### Records for the task

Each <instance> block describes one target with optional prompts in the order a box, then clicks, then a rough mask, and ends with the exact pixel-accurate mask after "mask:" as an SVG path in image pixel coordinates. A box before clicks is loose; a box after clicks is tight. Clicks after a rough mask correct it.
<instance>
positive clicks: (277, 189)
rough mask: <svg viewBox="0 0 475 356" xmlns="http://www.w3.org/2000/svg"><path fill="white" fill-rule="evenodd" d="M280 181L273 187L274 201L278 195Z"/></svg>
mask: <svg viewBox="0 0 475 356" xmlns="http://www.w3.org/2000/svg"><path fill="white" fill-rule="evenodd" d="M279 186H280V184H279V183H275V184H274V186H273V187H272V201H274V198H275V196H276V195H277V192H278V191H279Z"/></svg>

### Brief
Filter the listing above so that only lines holding the word "instance" remain, and report those lines.

### Result for this task
Each <instance> block describes one target with optional prompts in the order a box, then clicks, then a rough mask, and ends with the exact pixel-accurate mask after "mask:" as an SVG path in image pixel coordinates. A box before clicks is loose; a box after clicks is tight. Clicks after a rough mask correct it.
<instance>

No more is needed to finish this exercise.